━━━ Material supplied
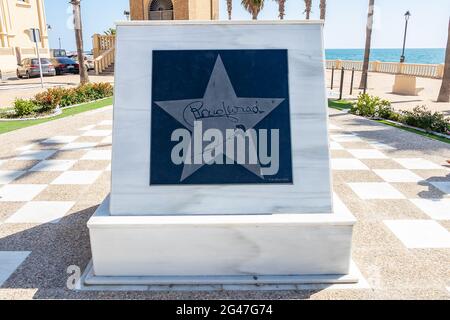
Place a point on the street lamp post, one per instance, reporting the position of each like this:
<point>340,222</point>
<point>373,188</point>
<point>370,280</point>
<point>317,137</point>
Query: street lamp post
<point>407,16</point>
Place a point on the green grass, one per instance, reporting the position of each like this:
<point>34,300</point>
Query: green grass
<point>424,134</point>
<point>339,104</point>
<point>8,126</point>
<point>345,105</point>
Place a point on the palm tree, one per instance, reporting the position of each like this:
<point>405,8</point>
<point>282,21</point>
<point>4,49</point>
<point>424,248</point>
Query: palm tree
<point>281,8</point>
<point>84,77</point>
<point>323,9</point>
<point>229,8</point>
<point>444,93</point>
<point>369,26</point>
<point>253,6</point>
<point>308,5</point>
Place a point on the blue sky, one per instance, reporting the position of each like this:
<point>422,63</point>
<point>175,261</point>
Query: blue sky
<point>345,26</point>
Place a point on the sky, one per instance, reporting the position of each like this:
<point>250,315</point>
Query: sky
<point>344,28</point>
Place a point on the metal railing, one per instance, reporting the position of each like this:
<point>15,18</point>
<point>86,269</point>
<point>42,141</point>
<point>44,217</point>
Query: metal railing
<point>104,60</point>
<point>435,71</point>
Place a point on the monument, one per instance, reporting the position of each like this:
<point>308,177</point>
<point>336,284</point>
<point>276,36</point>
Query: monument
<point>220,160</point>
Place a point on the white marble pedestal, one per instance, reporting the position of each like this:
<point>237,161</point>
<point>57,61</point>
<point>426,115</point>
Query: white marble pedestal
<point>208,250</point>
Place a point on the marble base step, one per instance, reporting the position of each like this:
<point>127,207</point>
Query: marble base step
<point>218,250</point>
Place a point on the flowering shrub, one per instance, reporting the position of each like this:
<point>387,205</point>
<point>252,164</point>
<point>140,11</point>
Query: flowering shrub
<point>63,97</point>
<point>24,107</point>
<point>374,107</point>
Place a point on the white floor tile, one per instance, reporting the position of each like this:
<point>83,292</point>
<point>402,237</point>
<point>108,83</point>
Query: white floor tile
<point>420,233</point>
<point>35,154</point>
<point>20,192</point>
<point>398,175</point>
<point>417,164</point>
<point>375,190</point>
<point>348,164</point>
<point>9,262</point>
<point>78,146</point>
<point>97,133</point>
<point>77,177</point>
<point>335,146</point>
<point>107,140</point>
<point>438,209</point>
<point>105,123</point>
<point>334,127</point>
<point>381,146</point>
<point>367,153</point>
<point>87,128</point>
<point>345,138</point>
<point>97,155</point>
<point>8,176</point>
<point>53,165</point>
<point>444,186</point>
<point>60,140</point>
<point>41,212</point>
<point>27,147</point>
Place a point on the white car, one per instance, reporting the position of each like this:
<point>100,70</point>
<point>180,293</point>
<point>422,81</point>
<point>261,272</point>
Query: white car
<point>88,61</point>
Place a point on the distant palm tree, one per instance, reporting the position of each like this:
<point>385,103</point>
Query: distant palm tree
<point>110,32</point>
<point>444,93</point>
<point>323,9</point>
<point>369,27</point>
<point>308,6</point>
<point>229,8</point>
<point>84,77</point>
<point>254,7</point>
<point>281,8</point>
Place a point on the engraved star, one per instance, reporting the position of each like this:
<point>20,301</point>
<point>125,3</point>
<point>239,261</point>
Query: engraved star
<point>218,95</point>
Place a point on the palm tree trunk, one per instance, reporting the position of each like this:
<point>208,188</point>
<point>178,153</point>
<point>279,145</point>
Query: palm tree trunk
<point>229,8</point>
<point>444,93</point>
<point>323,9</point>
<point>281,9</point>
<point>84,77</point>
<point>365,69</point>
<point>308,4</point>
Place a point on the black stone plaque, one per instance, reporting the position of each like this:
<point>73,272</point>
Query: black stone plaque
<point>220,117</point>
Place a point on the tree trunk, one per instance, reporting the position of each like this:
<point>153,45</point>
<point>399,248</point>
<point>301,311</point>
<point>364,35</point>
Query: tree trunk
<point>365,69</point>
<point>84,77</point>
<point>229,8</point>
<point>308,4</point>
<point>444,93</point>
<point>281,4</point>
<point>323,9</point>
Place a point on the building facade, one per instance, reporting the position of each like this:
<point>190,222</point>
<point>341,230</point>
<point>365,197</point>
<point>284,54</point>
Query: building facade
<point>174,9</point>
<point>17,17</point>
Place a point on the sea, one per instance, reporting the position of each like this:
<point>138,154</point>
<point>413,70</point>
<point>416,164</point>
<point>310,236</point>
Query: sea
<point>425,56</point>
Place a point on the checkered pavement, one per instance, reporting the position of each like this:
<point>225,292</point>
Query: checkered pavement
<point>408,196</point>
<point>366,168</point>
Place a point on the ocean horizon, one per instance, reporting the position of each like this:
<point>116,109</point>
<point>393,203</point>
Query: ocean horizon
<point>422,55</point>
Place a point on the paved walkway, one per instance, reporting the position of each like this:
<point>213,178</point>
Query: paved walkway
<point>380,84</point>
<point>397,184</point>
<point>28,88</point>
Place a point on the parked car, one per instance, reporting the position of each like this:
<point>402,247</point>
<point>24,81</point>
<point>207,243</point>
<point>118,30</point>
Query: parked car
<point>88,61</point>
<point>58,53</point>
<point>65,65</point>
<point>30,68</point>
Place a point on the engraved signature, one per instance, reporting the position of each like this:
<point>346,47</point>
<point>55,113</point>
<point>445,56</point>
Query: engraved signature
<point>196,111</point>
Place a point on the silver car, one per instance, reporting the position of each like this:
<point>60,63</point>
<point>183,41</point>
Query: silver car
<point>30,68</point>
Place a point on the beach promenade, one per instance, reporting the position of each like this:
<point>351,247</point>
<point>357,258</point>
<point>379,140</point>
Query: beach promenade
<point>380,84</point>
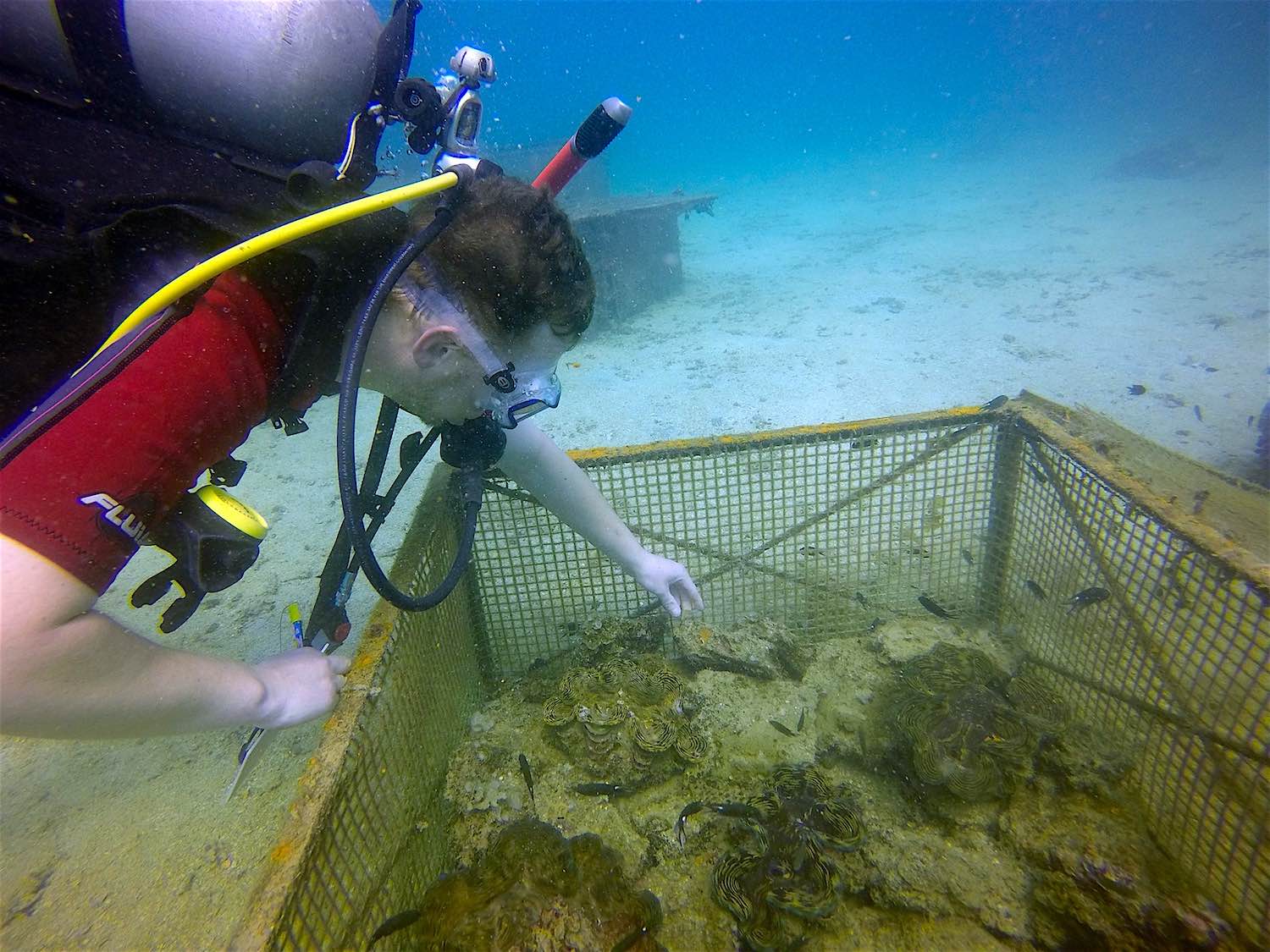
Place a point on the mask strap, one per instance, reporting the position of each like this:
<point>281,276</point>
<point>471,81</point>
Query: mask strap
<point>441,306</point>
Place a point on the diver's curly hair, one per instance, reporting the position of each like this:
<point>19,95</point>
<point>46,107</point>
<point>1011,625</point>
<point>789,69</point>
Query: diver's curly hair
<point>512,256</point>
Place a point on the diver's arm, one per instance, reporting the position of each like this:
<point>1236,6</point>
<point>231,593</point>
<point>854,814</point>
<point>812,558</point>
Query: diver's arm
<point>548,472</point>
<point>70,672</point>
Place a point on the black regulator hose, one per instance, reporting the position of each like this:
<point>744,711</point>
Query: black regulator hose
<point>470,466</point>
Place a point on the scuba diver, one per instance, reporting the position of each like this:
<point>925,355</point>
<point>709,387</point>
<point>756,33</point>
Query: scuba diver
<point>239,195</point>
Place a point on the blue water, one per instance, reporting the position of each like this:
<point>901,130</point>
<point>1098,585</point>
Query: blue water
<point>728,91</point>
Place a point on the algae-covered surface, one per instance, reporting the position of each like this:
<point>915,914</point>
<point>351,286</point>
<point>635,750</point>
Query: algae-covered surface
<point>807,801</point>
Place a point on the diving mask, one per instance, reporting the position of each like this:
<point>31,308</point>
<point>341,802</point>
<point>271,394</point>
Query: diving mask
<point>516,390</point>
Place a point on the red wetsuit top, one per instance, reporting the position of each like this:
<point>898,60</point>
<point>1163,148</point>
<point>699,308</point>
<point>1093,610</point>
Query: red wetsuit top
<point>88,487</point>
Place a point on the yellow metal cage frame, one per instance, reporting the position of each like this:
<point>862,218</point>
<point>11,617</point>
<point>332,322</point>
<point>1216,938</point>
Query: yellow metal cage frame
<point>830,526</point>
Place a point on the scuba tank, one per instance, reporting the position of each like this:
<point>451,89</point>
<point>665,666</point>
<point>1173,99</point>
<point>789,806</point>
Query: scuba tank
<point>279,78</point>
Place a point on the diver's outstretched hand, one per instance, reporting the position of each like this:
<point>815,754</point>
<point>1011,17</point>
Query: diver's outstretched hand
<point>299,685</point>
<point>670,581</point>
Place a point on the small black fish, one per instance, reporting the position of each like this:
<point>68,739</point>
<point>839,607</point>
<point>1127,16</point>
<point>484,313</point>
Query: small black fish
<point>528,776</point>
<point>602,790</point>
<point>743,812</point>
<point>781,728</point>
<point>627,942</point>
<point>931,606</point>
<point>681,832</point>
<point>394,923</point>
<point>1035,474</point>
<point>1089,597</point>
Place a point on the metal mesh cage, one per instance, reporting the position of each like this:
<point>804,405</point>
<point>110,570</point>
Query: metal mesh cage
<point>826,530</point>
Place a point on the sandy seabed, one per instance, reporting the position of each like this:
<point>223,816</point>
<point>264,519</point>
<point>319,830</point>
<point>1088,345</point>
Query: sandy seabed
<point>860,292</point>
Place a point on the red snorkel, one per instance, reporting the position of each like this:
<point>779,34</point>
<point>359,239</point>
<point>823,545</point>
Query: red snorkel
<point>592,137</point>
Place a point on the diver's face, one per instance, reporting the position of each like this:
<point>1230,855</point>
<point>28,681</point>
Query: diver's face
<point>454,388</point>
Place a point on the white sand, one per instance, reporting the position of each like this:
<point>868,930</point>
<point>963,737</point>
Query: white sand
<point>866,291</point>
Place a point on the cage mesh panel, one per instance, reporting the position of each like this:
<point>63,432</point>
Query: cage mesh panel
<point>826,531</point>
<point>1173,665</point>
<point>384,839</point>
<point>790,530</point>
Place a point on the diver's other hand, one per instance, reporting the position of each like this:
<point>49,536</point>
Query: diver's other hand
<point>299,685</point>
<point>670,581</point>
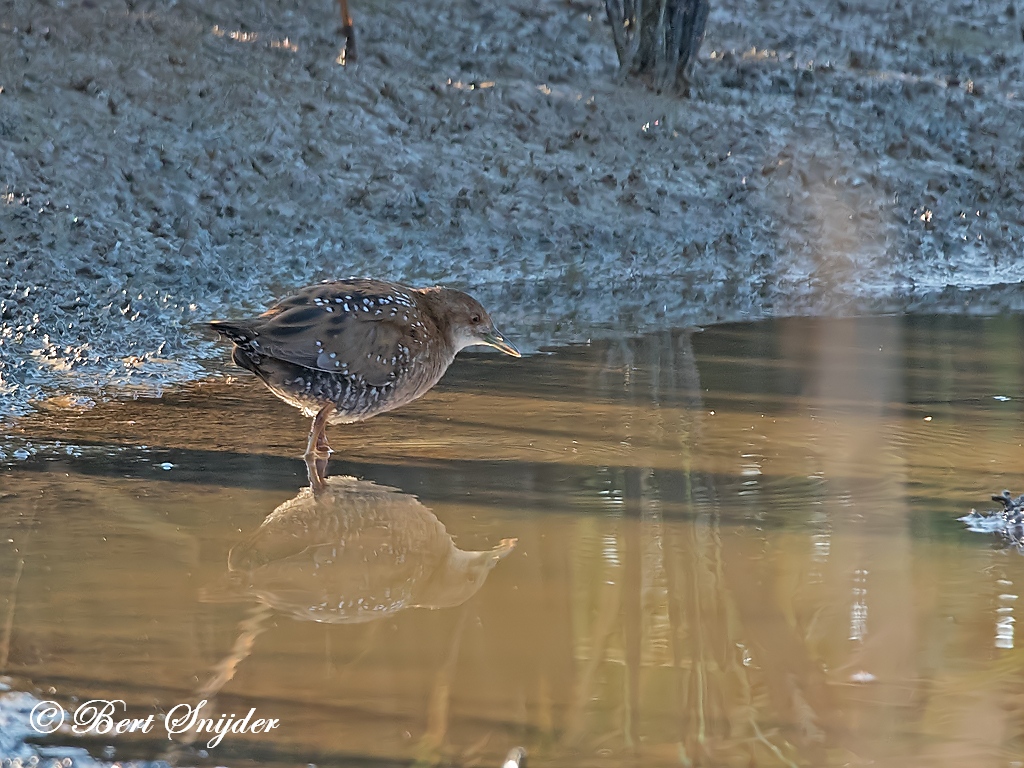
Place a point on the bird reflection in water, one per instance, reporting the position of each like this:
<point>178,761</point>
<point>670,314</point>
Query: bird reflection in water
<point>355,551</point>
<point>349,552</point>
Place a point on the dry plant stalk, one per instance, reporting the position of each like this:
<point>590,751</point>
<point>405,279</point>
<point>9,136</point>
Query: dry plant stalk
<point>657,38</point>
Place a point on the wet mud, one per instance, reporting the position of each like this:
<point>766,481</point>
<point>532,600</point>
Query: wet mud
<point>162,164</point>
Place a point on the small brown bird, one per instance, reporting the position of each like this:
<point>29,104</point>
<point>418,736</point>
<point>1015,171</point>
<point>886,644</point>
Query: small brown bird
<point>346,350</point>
━━━━━━
| Problem to solve |
Reproduce the lines word for word, beginning with the very first line and stopping after the line that contains "<point>345,26</point>". Leave the pictures out of your answer.

| Written response |
Place a point on the street lamp post, one per instance, reporting the position of each like this:
<point>340,222</point>
<point>373,188</point>
<point>370,280</point>
<point>317,137</point>
Query: street lamp post
<point>407,16</point>
Place a point on the green grass, one per instance, reporting the position of each like this:
<point>34,300</point>
Query: green grass
<point>424,134</point>
<point>339,104</point>
<point>8,126</point>
<point>345,105</point>
Place a point on the palm tree, one per instance, reporting the position of each like this:
<point>405,8</point>
<point>282,21</point>
<point>4,49</point>
<point>424,248</point>
Query: palm tree
<point>281,8</point>
<point>84,77</point>
<point>323,9</point>
<point>229,8</point>
<point>444,93</point>
<point>369,26</point>
<point>253,6</point>
<point>308,5</point>
Place a point on the blue sky, one per instance, reporting the position of each like this:
<point>422,63</point>
<point>175,261</point>
Query: blue sky
<point>345,26</point>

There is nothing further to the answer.